PASSAGE GIVEN:
☆ ☆ ☆ ☆

Multilingual Multi-Label Emotion Classification at Scale with Synthetic Data

arXiv cs.CL / 4/15/2026

📰 NewsSignals & Early TrendsIdeas & Deep AnalysisModels & Research

Key Points

  • The paper proposes a large-scale synthetic dataset for multilingual, multi-label emotion classification, addressing the lack of non-English and multi-label annotated data in existing corpora.
  • It builds 1M+ training samples across 23 languages (50k per language) using culturally adapted generation plus programmatic quality filtering, labeled with 11 emotion categories.
  • Six multilingual transformer encoders are trained under identical settings, and the best-performing model is XLM-R-Large (560M), achieving 0.868 F1-micro and 0.987 AUC-micro on the in-domain test set.

☆ ☆ ☆ ☆

MATERIAL FOR THIS TASK:
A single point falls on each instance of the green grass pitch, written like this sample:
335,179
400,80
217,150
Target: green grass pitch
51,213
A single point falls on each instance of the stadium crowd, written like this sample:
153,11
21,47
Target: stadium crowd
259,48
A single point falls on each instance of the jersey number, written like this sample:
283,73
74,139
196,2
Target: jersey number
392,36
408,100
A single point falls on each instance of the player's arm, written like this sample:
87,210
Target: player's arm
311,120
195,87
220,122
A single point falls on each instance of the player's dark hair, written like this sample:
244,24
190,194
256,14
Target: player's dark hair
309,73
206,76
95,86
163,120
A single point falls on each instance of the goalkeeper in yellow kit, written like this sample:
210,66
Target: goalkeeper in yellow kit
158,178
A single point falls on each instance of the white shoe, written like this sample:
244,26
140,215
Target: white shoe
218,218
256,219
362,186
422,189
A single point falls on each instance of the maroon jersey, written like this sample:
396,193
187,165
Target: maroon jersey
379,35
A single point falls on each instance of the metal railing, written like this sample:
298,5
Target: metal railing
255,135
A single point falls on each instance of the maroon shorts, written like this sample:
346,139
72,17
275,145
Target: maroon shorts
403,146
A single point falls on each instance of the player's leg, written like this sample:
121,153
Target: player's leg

☆ ☆ ☆ ☆

DIRECTIONS:
A. Say whether each statement below agrees with the emotion classification summary above: (i) the dataset covers 23 languages, (ii) eight multilingual transformer encoders are trained, and (iii) XLM-R-Large reaches 0.987 AUC-micro on the in-domain test set. Answer yes or no for each, and quote the words of the summary that decide it.
B. Repeat the lines of the records word for word, beginning with the line that contains "maroon jersey, written" and continuing through the end of the records.

ANSWERS BY TASK:
A.
(i) Yes: "It builds 1M+ training samples across 23 languages (50k per language)"
(ii) No: "Six multilingual transformer encoders are trained under identical settings"
(iii) Yes: "achieving 0.868 F1-micro and 0.987 AUC-micro on the in-domain test set"

B.
A single point falls on each instance of the maroon jersey, written like this sample:
396,193
187,165
Target: maroon jersey
379,35
A single point falls on each instance of the metal railing, written like this sample:
298,5
Target: metal railing
255,135
A single point falls on each instance of the maroon shorts, written like this sample:
346,139
72,17
275,145
Target: maroon shorts
403,146
A single point falls on each instance of the player's leg, written like this sample:
121,153
Target: player's leg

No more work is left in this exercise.